» **ÉNONCÉ**: Recopiez le passage allant de la ligne qui contient « hilltop in the photo above. » jusqu'à la fin des lignes en y substituant « widest » à « thickest », sans rien modifier d'autre. Laissez les images de côté dans votre réponse.

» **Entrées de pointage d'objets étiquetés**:
▼

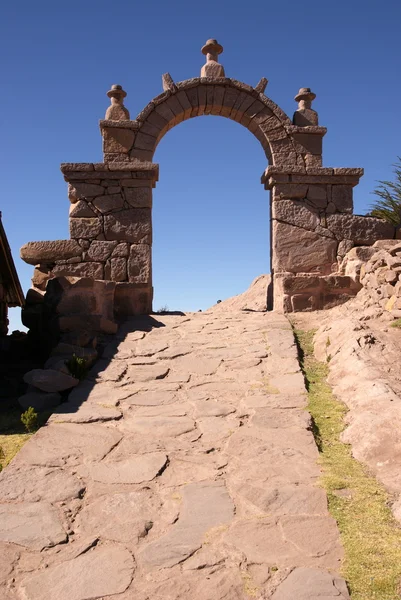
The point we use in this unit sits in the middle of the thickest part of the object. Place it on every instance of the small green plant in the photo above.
(77, 367)
(29, 419)
(162, 309)
(2, 457)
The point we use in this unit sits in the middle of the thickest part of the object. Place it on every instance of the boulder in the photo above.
(35, 253)
(50, 380)
(39, 401)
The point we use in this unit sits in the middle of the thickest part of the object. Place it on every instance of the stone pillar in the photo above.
(312, 228)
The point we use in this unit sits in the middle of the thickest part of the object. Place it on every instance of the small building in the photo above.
(11, 293)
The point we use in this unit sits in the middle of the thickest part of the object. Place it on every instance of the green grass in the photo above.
(13, 434)
(369, 533)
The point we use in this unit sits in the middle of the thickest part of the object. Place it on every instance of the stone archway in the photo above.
(110, 217)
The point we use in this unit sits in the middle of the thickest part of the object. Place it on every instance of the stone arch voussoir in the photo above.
(225, 97)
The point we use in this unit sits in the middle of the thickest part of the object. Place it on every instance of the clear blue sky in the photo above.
(211, 219)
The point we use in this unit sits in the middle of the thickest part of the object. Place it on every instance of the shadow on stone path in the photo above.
(183, 467)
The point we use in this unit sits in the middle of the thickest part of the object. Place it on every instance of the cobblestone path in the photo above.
(183, 467)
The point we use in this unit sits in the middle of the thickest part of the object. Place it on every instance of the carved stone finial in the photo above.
(262, 85)
(117, 110)
(305, 115)
(212, 68)
(168, 83)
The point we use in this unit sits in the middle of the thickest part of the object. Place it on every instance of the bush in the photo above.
(30, 419)
(77, 367)
(388, 204)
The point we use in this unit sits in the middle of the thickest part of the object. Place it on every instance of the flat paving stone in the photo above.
(201, 464)
(122, 517)
(34, 484)
(205, 505)
(97, 573)
(67, 443)
(135, 469)
(34, 525)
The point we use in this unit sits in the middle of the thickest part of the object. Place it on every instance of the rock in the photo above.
(35, 253)
(255, 298)
(361, 230)
(86, 228)
(146, 373)
(35, 484)
(79, 191)
(138, 197)
(81, 209)
(49, 380)
(304, 584)
(135, 469)
(58, 444)
(286, 541)
(39, 401)
(103, 571)
(123, 517)
(108, 203)
(298, 250)
(295, 213)
(133, 225)
(205, 505)
(139, 263)
(34, 525)
(100, 251)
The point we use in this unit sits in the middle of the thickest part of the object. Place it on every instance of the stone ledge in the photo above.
(311, 129)
(48, 252)
(134, 125)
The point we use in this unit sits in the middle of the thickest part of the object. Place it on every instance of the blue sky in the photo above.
(211, 214)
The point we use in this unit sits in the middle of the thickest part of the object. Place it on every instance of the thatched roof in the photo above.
(14, 295)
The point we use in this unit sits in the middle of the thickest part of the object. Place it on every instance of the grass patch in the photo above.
(13, 434)
(369, 533)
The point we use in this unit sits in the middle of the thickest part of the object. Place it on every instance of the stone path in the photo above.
(183, 467)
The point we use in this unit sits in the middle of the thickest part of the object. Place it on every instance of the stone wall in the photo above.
(377, 270)
(312, 229)
(312, 225)
(111, 233)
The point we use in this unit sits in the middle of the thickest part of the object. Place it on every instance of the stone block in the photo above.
(341, 196)
(130, 300)
(139, 264)
(88, 297)
(318, 195)
(289, 191)
(81, 209)
(100, 251)
(308, 143)
(41, 276)
(87, 228)
(117, 140)
(295, 213)
(133, 225)
(118, 268)
(96, 323)
(81, 190)
(361, 230)
(304, 302)
(93, 270)
(138, 197)
(296, 284)
(108, 203)
(121, 250)
(300, 251)
(35, 253)
(144, 141)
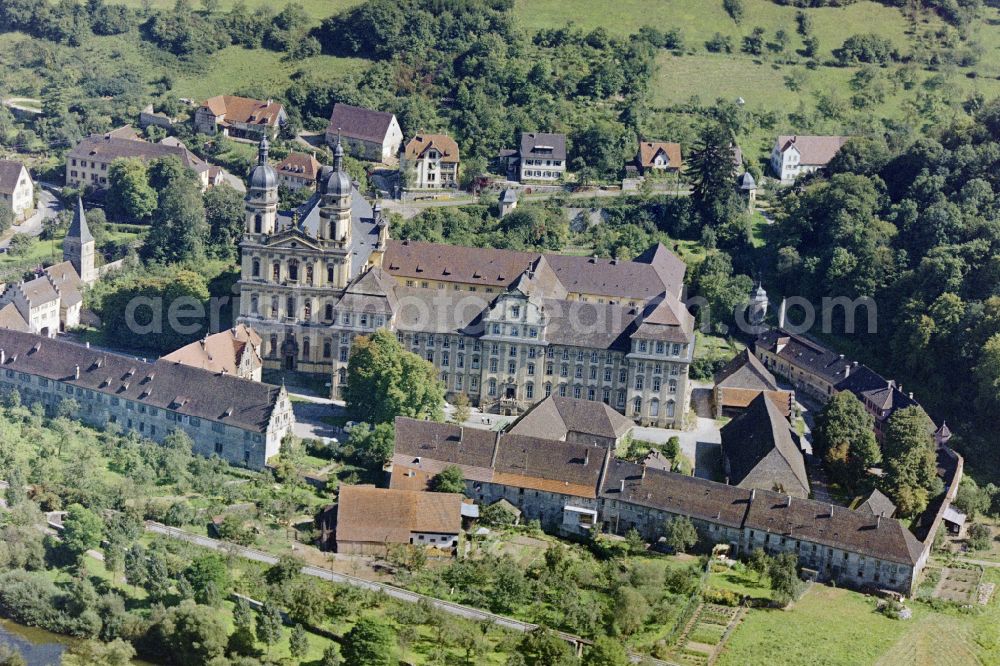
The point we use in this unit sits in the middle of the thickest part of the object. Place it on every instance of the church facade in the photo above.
(506, 328)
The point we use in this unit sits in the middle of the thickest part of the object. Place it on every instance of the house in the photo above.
(741, 380)
(241, 421)
(431, 161)
(572, 420)
(747, 188)
(570, 490)
(368, 135)
(760, 450)
(17, 191)
(240, 118)
(298, 170)
(234, 352)
(658, 156)
(877, 504)
(87, 164)
(541, 157)
(370, 520)
(508, 201)
(793, 156)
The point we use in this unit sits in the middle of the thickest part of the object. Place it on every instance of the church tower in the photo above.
(79, 246)
(261, 203)
(335, 213)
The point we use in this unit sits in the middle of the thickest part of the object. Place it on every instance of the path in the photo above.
(398, 593)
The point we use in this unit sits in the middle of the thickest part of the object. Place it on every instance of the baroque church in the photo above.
(507, 328)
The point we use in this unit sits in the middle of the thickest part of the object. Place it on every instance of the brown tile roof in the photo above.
(299, 165)
(813, 149)
(834, 526)
(421, 143)
(542, 464)
(358, 123)
(648, 150)
(877, 504)
(10, 171)
(238, 402)
(555, 417)
(651, 274)
(675, 493)
(245, 110)
(12, 319)
(106, 148)
(222, 352)
(385, 515)
(543, 145)
(746, 371)
(762, 451)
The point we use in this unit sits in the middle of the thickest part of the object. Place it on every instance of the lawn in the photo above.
(700, 19)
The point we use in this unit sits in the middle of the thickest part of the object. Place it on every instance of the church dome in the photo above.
(263, 176)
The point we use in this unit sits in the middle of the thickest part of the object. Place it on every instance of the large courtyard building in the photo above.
(506, 328)
(241, 421)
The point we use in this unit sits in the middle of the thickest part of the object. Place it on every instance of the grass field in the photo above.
(700, 19)
(832, 626)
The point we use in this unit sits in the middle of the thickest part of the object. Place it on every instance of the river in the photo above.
(37, 646)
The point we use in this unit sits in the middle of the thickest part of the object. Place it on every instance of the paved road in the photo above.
(466, 612)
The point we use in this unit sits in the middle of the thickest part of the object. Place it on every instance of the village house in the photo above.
(298, 170)
(430, 161)
(369, 520)
(740, 381)
(760, 450)
(793, 156)
(17, 191)
(87, 164)
(541, 157)
(51, 302)
(240, 118)
(571, 488)
(658, 156)
(369, 135)
(232, 352)
(241, 421)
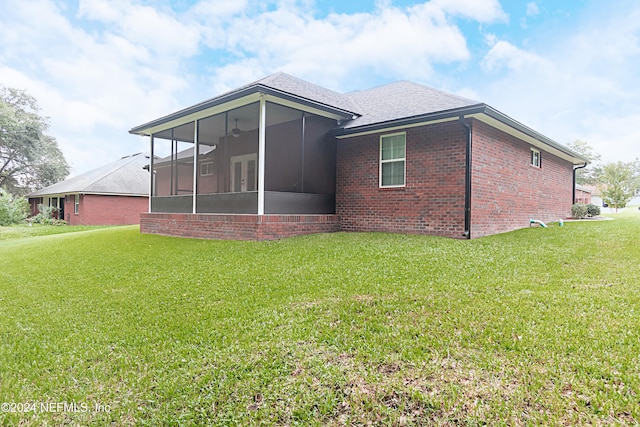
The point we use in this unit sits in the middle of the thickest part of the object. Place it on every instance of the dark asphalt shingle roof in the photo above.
(401, 100)
(125, 176)
(304, 89)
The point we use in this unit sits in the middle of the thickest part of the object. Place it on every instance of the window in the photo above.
(535, 158)
(206, 168)
(392, 160)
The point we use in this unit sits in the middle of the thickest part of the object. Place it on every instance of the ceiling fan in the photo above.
(235, 132)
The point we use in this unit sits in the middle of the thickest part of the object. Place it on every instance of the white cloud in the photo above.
(504, 54)
(578, 84)
(157, 30)
(388, 41)
(485, 11)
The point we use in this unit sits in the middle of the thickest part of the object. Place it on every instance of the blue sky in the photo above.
(568, 69)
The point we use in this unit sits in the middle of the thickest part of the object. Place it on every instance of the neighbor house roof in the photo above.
(124, 176)
(391, 106)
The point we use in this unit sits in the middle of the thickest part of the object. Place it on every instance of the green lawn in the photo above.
(534, 327)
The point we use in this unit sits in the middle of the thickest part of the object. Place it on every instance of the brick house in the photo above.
(282, 157)
(113, 194)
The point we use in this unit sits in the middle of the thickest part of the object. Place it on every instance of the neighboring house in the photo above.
(114, 194)
(281, 157)
(583, 194)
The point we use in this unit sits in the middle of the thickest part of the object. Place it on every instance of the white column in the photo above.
(196, 149)
(261, 152)
(151, 175)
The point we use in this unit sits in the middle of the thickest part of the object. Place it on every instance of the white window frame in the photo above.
(206, 168)
(403, 159)
(536, 158)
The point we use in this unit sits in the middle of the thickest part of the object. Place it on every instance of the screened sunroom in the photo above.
(258, 154)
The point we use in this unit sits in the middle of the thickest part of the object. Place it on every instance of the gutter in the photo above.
(467, 180)
(575, 168)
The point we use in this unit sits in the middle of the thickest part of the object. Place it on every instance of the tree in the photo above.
(29, 158)
(619, 182)
(589, 174)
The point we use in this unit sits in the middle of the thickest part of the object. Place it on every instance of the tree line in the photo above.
(617, 182)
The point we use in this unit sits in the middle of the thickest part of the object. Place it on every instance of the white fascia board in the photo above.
(397, 127)
(306, 108)
(236, 103)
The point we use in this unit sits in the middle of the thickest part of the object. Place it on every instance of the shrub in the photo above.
(593, 210)
(579, 210)
(13, 209)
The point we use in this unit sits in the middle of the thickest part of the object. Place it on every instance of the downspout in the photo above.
(575, 168)
(467, 181)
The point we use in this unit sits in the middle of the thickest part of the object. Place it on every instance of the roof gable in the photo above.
(124, 176)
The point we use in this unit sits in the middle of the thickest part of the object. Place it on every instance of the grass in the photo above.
(534, 327)
(20, 231)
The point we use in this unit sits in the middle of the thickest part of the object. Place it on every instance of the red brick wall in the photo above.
(507, 191)
(106, 210)
(237, 227)
(432, 202)
(583, 197)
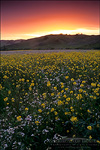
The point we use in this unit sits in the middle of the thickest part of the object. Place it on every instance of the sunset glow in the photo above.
(23, 19)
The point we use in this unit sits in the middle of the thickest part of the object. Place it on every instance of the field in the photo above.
(47, 94)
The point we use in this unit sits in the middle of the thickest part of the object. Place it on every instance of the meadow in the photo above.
(47, 94)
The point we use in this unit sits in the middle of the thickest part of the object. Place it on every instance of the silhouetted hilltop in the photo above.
(78, 41)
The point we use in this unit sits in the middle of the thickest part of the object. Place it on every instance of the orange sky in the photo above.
(28, 19)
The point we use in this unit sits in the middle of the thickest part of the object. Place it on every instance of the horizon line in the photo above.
(48, 35)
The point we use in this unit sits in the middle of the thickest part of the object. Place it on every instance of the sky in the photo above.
(29, 19)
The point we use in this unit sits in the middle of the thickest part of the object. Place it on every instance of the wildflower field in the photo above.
(47, 94)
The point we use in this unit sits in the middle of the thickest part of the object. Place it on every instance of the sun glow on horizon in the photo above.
(39, 34)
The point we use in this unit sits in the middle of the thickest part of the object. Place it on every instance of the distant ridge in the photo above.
(78, 41)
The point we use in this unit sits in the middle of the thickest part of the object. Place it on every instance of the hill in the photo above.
(78, 41)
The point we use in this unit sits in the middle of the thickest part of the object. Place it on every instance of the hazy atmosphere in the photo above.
(28, 19)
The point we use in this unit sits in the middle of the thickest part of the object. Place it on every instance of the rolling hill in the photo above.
(78, 41)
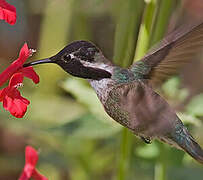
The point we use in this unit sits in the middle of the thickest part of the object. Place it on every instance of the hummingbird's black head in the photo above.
(80, 59)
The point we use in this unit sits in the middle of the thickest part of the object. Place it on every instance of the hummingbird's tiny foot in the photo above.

▲

» **CORRIGÉ**:
The point we use in this unit sits in the middle of the widest part of the object. Place it on every instance of the silhouetted hilltop in the photo above.
(78, 41)
The point we use in this unit sits in the middle of the widest part of the object. Place it on every instance of the orange sky in the photo above.
(28, 19)
The point we use in this unit sits in the middle of the widest part of the object. Place it on every instance of the horizon line in the photo above.
(48, 35)
The point we use in this unit sits in the middle of the widest part of the object. Place it on every instance of the sky in the photo above.
(29, 19)
The point we use in this unit sits in the middle of the widest part of the object. Place it on every instance of the wildflower field in the photo above.
(47, 94)
The point we use in this unit sits in the middle of the widest part of the object. Place it on every instance of the sun glow on horizon in the photo above.
(39, 34)
The point we use in this unit sits in the middle of the widest part of the object. Place it on every instance of the distant ridge in the photo above.
(78, 41)
The point we use in this unit sits in the middle of the widest part of the object. Place it on every instance of the hill in the photo above.
(78, 41)
The point we use in this unit sits in the middle of the widest part of the object. Place it on every instance of the hazy atmosphere in the photo above.
(28, 19)
The point we use in this unit sits in the middle of the widest part of the object. Place it on every instance of the rolling hill in the photo above.
(78, 41)
The point we use in this unit sits in the middle of the widest part of the object. Place it on every instance of the hummingbird's black head in the photo above.
(80, 59)
The point we use in this unit sits in the middle of the widest part of the object. Place it on every instance of the hummingbird's tiny foot in the photo above.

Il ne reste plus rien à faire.